[The task] Nothing but an exact copy of the data should be output.

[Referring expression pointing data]
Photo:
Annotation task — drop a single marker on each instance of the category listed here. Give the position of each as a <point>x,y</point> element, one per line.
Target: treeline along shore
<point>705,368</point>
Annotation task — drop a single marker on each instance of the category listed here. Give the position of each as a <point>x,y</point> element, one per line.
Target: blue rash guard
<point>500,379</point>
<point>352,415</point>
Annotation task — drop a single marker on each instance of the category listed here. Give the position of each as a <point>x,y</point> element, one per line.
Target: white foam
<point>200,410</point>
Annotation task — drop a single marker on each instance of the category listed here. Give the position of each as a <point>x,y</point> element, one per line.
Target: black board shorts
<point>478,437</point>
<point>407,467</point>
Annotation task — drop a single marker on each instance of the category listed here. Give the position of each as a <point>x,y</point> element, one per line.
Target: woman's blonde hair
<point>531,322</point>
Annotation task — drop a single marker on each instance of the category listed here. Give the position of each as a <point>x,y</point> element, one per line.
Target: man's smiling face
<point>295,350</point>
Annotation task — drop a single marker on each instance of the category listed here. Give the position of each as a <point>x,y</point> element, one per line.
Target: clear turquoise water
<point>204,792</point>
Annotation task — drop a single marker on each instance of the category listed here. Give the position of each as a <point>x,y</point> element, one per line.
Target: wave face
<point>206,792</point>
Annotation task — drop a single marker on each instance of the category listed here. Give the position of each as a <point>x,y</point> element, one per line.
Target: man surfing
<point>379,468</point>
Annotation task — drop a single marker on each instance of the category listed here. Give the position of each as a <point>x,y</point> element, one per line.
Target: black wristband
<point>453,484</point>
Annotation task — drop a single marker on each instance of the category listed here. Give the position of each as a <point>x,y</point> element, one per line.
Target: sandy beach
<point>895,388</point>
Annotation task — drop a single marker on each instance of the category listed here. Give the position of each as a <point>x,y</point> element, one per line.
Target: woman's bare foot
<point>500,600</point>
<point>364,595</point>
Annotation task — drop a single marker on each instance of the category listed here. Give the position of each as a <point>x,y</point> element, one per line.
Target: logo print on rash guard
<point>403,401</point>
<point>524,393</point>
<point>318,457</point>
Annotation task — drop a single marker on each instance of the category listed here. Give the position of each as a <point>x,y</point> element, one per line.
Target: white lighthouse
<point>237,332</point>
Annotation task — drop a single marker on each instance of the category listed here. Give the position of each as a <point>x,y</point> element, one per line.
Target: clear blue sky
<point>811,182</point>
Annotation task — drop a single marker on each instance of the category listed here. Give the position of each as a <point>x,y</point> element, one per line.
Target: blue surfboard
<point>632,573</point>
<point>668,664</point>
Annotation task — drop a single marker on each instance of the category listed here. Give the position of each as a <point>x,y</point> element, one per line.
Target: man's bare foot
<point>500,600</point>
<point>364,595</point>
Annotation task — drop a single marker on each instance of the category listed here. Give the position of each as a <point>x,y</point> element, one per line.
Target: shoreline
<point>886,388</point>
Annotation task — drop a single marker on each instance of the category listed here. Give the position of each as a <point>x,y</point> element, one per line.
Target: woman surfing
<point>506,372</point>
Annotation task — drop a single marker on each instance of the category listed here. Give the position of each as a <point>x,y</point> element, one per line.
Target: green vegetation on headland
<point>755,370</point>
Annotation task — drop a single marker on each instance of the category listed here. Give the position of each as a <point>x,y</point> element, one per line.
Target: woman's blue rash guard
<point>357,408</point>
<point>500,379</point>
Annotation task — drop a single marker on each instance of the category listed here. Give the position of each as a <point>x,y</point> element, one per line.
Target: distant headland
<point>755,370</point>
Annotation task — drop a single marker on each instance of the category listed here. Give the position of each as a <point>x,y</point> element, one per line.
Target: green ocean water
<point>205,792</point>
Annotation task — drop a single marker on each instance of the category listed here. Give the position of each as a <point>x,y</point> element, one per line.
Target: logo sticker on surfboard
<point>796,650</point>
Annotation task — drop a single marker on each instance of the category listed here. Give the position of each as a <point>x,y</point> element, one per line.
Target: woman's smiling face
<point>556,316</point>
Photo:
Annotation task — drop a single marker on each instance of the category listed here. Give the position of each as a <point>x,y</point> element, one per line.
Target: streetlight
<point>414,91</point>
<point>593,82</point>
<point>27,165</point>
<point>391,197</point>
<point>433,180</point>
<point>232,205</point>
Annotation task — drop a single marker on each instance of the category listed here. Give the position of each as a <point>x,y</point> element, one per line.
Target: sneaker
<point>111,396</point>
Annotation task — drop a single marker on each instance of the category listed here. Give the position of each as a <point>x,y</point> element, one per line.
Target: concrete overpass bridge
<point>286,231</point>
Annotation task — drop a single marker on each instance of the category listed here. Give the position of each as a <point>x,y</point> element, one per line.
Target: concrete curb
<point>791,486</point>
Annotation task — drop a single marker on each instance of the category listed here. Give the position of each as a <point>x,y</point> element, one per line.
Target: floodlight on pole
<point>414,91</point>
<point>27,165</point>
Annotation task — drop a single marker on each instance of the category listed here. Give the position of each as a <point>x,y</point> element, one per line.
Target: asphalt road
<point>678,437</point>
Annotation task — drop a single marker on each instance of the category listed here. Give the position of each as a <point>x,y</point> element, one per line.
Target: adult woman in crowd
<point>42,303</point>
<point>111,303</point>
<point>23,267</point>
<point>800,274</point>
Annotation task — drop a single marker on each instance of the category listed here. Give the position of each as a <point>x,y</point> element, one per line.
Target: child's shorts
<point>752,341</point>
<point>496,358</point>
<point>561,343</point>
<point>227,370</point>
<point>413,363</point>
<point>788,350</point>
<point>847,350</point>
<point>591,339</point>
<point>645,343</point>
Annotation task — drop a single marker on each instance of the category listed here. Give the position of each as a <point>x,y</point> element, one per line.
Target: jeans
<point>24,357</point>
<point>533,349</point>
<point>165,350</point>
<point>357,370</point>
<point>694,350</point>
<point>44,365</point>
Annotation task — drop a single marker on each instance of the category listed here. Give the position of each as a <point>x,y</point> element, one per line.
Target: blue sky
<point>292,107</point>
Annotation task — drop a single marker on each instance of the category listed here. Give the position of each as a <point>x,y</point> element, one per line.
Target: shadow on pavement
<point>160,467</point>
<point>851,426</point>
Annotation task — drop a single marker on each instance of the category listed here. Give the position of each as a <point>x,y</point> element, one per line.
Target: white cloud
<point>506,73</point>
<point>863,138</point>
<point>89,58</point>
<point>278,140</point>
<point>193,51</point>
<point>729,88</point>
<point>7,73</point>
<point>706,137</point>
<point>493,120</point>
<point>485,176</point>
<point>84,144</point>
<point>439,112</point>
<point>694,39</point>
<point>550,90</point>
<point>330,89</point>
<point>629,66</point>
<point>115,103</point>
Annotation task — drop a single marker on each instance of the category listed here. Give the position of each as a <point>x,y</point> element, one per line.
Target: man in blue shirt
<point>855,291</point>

[Reply to the task]
Photo:
Annotation task — drop a single marker on each instance of the category listed here. Give the position of each as a <point>x,y</point> element, one per line.
Target: treeline along shore
<point>705,368</point>
Annotation task — drop a single marker on each instance of the category listed here. Give the position of each as a <point>x,y</point> element, one per line.
Target: blue rash guard
<point>500,379</point>
<point>352,415</point>
Annotation task — drop a single marker on each instance of the category listed here. Give the position of each as a <point>x,y</point> element, one per line.
Target: white foam
<point>200,410</point>
Annotation task — drop a single marker on each instance of the category listed here. Give the position of each as a <point>x,y</point> element, one per line.
Target: black board shorts
<point>478,437</point>
<point>407,467</point>
Annotation task — drop a single marker on each instance of the category listed here. Give the position of each as a <point>x,y</point> element, one per line.
Target: woman's blonde hair
<point>531,322</point>
Annotation task — drop a single marker on each instance of the category listed here. Give the position of each as a <point>x,y</point> element, one per line.
Target: man's smiling face
<point>295,350</point>
Annotation task — drop a single marker on each instance of the category listed here. Give the position of each as a <point>x,y</point> element, one per line.
Target: clear turquoise water
<point>204,792</point>
Annotation task — drop a single marker on each instance of the category listed here. Give the position of each as a <point>x,y</point> element, one per line.
Target: wave face
<point>206,792</point>
Annotation task — drop a single marker on each instance of the category listed here. Give the position of each as a <point>x,y</point> element, one per line.
Target: man surfing
<point>379,468</point>
Annotation task — drop a single marker on each instance of the category listed here. Give the position of each as a <point>x,y</point> element, one per line.
Target: black wristband
<point>453,484</point>
Annotation task — drop a single marker on each instance of the category listed here. Give the position of each as a <point>x,y</point> element, one per line.
Target: sandy beach
<point>895,388</point>
Annotation task — drop a single marker on each instance of the category listed here. Give the position of each as a <point>x,y</point> element, one per line.
Target: woman's bare foot
<point>500,600</point>
<point>364,595</point>
Annotation task — drop a single marker on each instance of the category listed here. Give the position of each as a <point>x,y</point> element, one per line.
Target: logo print on rash guard
<point>403,401</point>
<point>524,393</point>
<point>318,457</point>
Annotation task — drop a single marker on each instance of the category listed here. Give the position of each as a <point>x,y</point> element, one per line.
Target: white lighthouse
<point>237,332</point>
Annotation task — drop a single marker on each instance of the category listed here. Give the position of each as a <point>x,y</point> element, one per line.
Target: clear blue sky
<point>811,182</point>
Annotation task — drop a single marker on each instance of the category listed here. Give the position of each as a <point>x,y</point> element, one per line.
Target: blue surfboard
<point>632,573</point>
<point>668,664</point>
Annotation task — drop a single marker on each instance of the category listed here. Give the position of each as a <point>x,y</point> element, one per line.
Target: man's bare foot
<point>500,600</point>
<point>364,595</point>
Annotation task — drop a single marker on each instance of the category listed here. Give the position of each as a <point>x,y</point> element, one per line.
Target: shoreline
<point>886,388</point>
Annotation task — drop a single marker on each instance of the category listed here. Give the position of each as a <point>x,y</point> element, one per line.
Target: woman surfing
<point>506,372</point>
Annotation task — drop a single marker on each instance of the category listed here. Give the position of each as a <point>x,y</point> element, one per line.
Target: green vegetation on headland
<point>755,370</point>
Annotation task — drop a single marker on each instance of the category listed here. Give the position of each as a <point>x,y</point> element, one per line.
Target: woman's blue rash guard
<point>357,408</point>
<point>500,379</point>
Annotation task — drop a single marker on each instance of the category listed here. Give the position of each as a <point>x,y</point> element, one per line.
Target: distant headland
<point>755,370</point>
Annotation task — drop a single marker on each instance of the category listed here. Give the position of each as a <point>x,y</point> element, one per line.
Target: green ocean water
<point>205,792</point>
Annotation task — drop a single marker on each instance of the category listed here. Give the position of each as a <point>x,y</point> element, one per line.
Target: logo sticker on surfboard
<point>796,650</point>
Annotation task — drop a single marker on each instance of the category listed here. Give the position of each as a <point>x,y</point> element, one per line.
Target: woman's smiling face
<point>556,316</point>
Photo:
Annotation task — drop a single marker on each instance of the category listed here. Give the position of each as a <point>x,y</point> element, one per line.
Target: streetlight
<point>414,91</point>
<point>593,82</point>
<point>27,165</point>
<point>391,197</point>
<point>433,180</point>
<point>232,205</point>
Annotation task — drop a single marker on each instance of the category listed here. Give the position of each as a <point>x,y</point> element, one per line.
Target: sneaker
<point>111,396</point>
Annotation task — drop a single marker on each instance of the category listed here. Give the position of each as a <point>x,y</point> element, one per line.
Target: concrete overpass bridge
<point>286,231</point>
Annotation task — drop a single marker on each instance of the category listed here. Give the position of each as a <point>x,y</point> element, one per line.
Target: concrete curb
<point>791,486</point>
Annotation task — drop a single marker on each instance of the category listed here. Give the position of each as a <point>x,y</point> element, one per line.
Target: floodlight on pole
<point>414,91</point>
<point>27,165</point>
Annotation task — drop a single marker on each instance of the category listed here. Give the position of each as a <point>x,y</point> element, one per line.
Target: asphalt road
<point>678,437</point>
Annotation task — drop a single marker on each instance of the category listed here. Give the position of each as a <point>x,y</point> element, one per line.
Target: adult woman in crowd
<point>42,303</point>
<point>111,303</point>
<point>23,267</point>
<point>800,274</point>
Annotation task — drop a single marker on each instance of the category listed here. Give the position of each as a <point>x,y</point> element, one per line.
Target: child's shorts
<point>752,341</point>
<point>496,358</point>
<point>561,343</point>
<point>227,370</point>
<point>413,363</point>
<point>788,350</point>
<point>847,350</point>
<point>591,339</point>
<point>645,343</point>
Annotation task — drop a single marker on each instance of the category listed here. Give the position of each as a <point>x,y</point> element, one per line.
Target: jeans
<point>24,357</point>
<point>533,349</point>
<point>165,350</point>
<point>357,370</point>
<point>694,350</point>
<point>44,365</point>
Annotation task — drop a single marker on each instance of the category listed here. Give the position of each as a <point>x,y</point> element, one per line.
Target: blue sky
<point>292,107</point>
Annotation task — drop a single marker on each instance of the category listed here. Give the position of each as a <point>x,y</point> element, one per line.
Target: shadow on pavement
<point>160,467</point>
<point>851,426</point>
Annotation task — drop a single marker on each instance of the category listed here. Give the position of each as a <point>x,y</point> element, one per line.
Target: white cloud
<point>506,73</point>
<point>863,138</point>
<point>89,58</point>
<point>278,140</point>
<point>193,51</point>
<point>729,88</point>
<point>7,73</point>
<point>706,137</point>
<point>493,120</point>
<point>485,176</point>
<point>84,144</point>
<point>439,112</point>
<point>694,39</point>
<point>550,90</point>
<point>330,89</point>
<point>629,66</point>
<point>115,103</point>
Annotation task — drop a single marker on each instance of the category listed here. Give the position of each as a <point>x,y</point> element, one per line.
Target: man in blue shirt
<point>855,291</point>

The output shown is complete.